# [SHORT TASK]
Format everything from the start of the listing down to and including the line containing "[200,75,223,380]" as a JSON list of strings, one string per line. Leave out blank lines.
----------------
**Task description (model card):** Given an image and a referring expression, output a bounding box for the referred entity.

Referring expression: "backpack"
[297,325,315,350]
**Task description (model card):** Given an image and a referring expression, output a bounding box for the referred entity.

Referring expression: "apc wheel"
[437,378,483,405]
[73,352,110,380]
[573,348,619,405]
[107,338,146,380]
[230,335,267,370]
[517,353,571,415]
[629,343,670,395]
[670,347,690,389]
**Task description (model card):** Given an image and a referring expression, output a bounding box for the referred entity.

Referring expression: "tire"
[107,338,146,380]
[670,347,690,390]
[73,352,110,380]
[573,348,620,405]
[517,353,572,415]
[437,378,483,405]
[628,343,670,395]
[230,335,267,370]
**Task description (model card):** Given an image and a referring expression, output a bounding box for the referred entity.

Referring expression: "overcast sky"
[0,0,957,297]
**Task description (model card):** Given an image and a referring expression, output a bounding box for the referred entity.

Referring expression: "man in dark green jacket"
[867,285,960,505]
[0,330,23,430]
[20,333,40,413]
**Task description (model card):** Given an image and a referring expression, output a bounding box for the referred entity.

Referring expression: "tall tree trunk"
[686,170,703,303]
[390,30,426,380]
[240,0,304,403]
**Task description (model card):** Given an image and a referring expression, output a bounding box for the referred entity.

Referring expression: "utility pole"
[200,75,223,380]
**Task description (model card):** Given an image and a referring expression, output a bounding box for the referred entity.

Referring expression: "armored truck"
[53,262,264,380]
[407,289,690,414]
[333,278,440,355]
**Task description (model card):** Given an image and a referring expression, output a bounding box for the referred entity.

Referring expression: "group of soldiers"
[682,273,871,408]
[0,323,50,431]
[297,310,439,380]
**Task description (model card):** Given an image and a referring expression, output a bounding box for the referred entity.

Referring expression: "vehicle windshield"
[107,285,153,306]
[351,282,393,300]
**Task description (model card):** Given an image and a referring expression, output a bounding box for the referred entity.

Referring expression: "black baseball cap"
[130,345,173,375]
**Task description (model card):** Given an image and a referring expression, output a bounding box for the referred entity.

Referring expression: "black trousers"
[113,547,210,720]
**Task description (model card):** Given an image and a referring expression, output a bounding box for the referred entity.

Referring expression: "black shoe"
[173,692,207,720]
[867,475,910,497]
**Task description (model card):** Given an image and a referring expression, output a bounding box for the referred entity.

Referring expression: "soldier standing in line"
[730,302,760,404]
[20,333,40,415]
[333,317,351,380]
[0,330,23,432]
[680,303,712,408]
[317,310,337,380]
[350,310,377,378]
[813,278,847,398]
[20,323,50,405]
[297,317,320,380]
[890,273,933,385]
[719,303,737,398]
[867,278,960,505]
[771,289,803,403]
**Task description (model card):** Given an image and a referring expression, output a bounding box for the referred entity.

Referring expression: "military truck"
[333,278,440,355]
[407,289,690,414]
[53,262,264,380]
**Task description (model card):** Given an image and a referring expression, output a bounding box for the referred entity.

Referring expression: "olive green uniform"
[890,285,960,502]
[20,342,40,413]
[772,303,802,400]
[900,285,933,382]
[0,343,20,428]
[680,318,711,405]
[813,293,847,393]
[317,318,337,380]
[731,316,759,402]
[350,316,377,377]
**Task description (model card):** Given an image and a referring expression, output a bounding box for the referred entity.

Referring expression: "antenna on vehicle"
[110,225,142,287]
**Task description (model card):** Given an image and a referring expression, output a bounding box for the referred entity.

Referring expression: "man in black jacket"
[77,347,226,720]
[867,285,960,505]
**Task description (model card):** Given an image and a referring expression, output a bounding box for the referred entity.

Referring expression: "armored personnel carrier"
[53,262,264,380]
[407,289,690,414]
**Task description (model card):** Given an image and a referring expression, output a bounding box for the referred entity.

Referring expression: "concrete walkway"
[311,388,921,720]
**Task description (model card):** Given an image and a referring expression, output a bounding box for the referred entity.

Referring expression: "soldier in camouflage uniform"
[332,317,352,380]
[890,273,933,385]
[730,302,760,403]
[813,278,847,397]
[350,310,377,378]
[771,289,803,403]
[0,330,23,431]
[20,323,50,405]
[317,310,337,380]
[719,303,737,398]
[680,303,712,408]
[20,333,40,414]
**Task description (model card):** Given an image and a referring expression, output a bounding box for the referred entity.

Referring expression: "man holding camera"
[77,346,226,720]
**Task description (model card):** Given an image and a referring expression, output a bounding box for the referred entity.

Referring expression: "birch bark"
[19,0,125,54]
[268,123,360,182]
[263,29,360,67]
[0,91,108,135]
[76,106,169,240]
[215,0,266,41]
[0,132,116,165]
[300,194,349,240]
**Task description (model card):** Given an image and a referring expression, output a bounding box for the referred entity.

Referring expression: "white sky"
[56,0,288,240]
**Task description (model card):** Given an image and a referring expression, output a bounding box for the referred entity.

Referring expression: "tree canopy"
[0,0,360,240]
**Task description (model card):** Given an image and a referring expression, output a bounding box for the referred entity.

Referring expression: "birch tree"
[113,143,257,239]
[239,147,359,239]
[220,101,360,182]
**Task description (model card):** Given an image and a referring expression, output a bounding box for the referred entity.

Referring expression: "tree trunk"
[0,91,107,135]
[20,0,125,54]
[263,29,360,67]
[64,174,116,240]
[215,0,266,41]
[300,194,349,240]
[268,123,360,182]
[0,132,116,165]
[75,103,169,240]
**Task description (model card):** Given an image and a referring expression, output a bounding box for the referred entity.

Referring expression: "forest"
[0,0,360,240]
----------------
# [FINISHED TASK]
[
  "**Task description (model card):** Given an image and a referring expression, output a bounding box for the referred entity.",
  "Referring expression: \"backpack\"",
  "[297,325,315,350]",
  "**Task description (model card):** Given an image and a referring expression, output a bounding box for the referred entity.",
  "Referring expression: \"apc wheel\"",
  "[437,378,483,405]",
  "[73,352,110,380]",
  "[573,348,619,405]",
  "[107,338,146,380]",
  "[230,335,267,370]",
  "[517,353,571,415]",
  "[629,343,670,395]",
  "[670,347,690,389]",
  "**Task description (model card):** Given an image and a referring expression, output a bounding box for the referred entity.",
  "Referring expression: \"tire\"",
  "[107,338,146,380]",
  "[670,347,690,390]",
  "[73,352,110,380]",
  "[573,348,620,405]",
  "[517,353,572,415]",
  "[437,378,483,405]",
  "[628,343,670,395]",
  "[230,335,267,370]",
  "**Task description (model card):** Given an image and a referring expression, output a bounding box for the referred entity.",
  "Referring expression: \"overcast sky\"",
  "[0,0,957,297]",
  "**Task description (model card):** Given an image and a referring expression, output a bounding box for the referred entity.",
  "Referring expression: \"man in dark green jacket\"",
  "[867,285,960,505]",
  "[0,330,23,430]",
  "[20,333,40,413]",
  "**Task description (model card):** Given an image and a referring expression, output a bounding box for the referred entity.",
  "Referring expression: \"tall tree trunk\"",
  "[686,170,703,303]",
  "[390,30,426,380]",
  "[240,0,304,403]",
  "**Task description (model card):** Given an image and a referring expression, output a bounding box for the referred entity.",
  "Referring expression: \"utility pole\"",
  "[200,75,223,380]"
]